DO THIS: Render the records below as a Markdown table with the columns "No." and "Text," one row per line and blank lines omitted. Include only the lines from the one holding "For the benchmark, indicate the palm" through the one holding "point(613, 450)", inclusive.

#### SUPPLIED MATERIAL ####

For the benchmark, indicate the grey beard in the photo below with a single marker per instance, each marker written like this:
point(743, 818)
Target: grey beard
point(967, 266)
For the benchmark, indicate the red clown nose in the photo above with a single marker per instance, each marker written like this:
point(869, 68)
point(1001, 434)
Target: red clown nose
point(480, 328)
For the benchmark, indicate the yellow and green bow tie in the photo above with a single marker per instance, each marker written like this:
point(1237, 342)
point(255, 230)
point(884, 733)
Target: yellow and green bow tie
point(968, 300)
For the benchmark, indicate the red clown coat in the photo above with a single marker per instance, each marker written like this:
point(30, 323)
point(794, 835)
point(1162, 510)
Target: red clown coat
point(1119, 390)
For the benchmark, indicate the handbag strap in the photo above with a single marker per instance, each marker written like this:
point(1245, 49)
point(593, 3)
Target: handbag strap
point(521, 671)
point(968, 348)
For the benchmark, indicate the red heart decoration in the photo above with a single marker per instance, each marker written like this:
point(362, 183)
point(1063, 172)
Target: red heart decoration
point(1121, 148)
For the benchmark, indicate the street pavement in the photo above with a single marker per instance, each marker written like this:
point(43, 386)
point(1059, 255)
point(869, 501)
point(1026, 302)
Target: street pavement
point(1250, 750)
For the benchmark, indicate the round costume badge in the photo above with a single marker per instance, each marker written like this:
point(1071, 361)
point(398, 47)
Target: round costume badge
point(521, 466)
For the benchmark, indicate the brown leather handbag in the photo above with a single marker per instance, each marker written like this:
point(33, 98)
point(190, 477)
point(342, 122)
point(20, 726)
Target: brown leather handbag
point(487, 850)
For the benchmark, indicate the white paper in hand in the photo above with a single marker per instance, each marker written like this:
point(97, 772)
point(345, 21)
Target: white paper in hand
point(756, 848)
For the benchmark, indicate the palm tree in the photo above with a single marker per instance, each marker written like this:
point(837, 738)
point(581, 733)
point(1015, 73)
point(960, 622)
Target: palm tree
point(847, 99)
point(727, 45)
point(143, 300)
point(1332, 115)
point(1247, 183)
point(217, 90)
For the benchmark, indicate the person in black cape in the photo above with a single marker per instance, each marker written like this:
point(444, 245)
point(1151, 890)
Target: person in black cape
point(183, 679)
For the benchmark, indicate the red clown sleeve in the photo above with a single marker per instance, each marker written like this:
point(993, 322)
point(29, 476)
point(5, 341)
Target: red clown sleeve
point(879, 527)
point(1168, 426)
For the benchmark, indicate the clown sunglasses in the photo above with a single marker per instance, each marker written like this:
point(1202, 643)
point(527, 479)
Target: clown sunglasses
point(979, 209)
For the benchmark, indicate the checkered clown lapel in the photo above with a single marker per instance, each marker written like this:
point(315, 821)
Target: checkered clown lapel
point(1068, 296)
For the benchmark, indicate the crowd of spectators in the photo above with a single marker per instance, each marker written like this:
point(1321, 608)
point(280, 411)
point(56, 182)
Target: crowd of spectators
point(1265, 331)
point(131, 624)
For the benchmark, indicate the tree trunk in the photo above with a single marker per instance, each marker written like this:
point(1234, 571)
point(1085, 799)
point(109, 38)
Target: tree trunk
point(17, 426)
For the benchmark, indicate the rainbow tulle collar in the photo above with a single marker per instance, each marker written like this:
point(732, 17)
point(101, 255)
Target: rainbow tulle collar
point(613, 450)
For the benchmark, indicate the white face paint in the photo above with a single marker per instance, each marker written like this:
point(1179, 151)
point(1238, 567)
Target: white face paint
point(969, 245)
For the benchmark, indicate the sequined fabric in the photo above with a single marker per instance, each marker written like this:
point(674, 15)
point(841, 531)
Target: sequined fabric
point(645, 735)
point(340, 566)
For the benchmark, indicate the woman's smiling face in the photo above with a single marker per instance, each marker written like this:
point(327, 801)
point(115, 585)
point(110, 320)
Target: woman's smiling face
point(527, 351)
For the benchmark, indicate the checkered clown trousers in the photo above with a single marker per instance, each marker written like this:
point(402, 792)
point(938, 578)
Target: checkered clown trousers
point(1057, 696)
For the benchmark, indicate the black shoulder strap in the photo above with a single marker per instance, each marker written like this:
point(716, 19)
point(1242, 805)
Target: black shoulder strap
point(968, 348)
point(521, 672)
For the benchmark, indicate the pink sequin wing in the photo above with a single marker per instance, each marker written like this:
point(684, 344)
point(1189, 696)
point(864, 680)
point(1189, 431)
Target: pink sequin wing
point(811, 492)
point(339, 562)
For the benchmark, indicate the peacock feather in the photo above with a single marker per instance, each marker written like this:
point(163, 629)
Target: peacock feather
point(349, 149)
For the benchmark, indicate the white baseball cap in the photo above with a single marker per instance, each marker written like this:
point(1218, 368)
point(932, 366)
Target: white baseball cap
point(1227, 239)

####

WRITTEN RESPONSE:
| No. | Text |
|---|---|
| 1 | For the benchmark, indicate the palm tree in the photo above with a single marker per instance, each marker written like this: |
| 2 | point(837, 738) |
| 3 | point(581, 733) |
| 4 | point(1015, 73) |
| 5 | point(960, 622) |
| 6 | Target: palm tree |
| 7 | point(847, 99) |
| 8 | point(727, 45) |
| 9 | point(143, 300) |
| 10 | point(1332, 115) |
| 11 | point(1247, 183) |
| 12 | point(217, 90) |
| 13 | For the benchmark, indicate the person in black cape in the photo above with a single marker per instance, each marker written like this: |
| 14 | point(444, 245) |
| 15 | point(1151, 890) |
| 16 | Target: person in black cape |
| 17 | point(183, 679) |
| 18 | For the benchmark, indicate the red clown sleeve in the photo above with a single marker per instance, each marker written like this: |
| 19 | point(993, 322) |
| 20 | point(29, 476) |
| 21 | point(5, 341) |
| 22 | Target: red clown sleeve |
| 23 | point(879, 527) |
| 24 | point(1168, 426) |
| 25 | For the benchmark, indicate the clown sunglasses in the photo above with a single marker per instance, each marker written like this: |
| 26 | point(1202, 643) |
| 27 | point(527, 479) |
| 28 | Target: clown sunglasses |
| 29 | point(979, 209) |
| 30 | For the benchmark, indicate the checkered clown lapel in the photo above with a single marker per instance, each marker written like this: |
| 31 | point(315, 821) |
| 32 | Target: checkered clown lapel |
| 33 | point(1068, 296) |
| 34 | For the benchmark, indicate the crowd of spectators in the photo above with a single marker per instance, each marker written like this: |
| 35 | point(1321, 608) |
| 36 | point(280, 411) |
| 37 | point(56, 182) |
| 38 | Target: crowd of spectators |
| 39 | point(1265, 331) |
| 40 | point(131, 624) |
| 41 | For the benchmark, indicate the tree trunk in the photo above with a single marker per instance, each marker written like this: |
| 42 | point(1234, 571) |
| 43 | point(1085, 799) |
| 44 | point(109, 38) |
| 45 | Target: tree trunk |
| 46 | point(17, 426) |
| 47 | For the benchmark, indicate the rainbow tulle collar in the photo above with a single marker per instance, each marker written like this: |
| 48 | point(732, 17) |
| 49 | point(101, 255) |
| 50 | Target: rainbow tulle collar |
| 51 | point(613, 450) |